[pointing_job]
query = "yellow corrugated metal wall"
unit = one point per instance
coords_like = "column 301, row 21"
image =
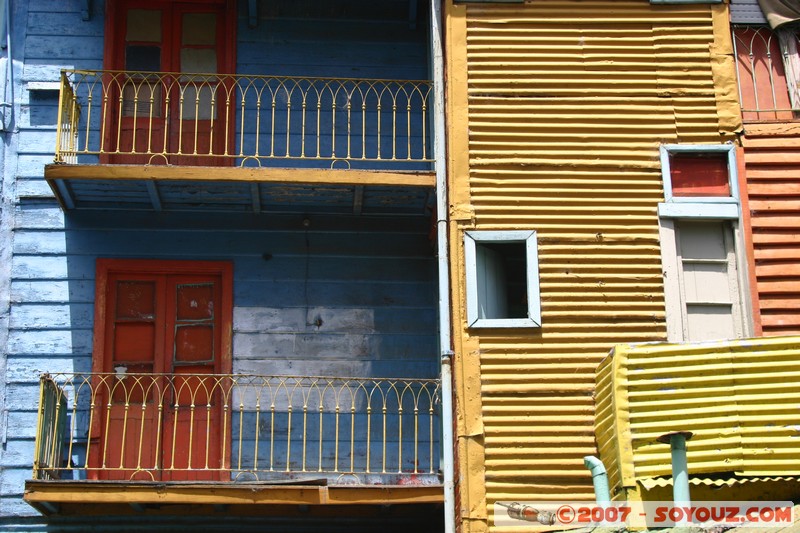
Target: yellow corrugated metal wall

--

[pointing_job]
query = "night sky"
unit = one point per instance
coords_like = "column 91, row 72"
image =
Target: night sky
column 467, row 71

**INSTRUCTIONS FOR THE TASK**
The expected answer is a copy of each line in the listing above that contains "query".

**RESULT FOR THIS EXERCISE**
query = "yellow corrugated metal wall"
query = "night sky"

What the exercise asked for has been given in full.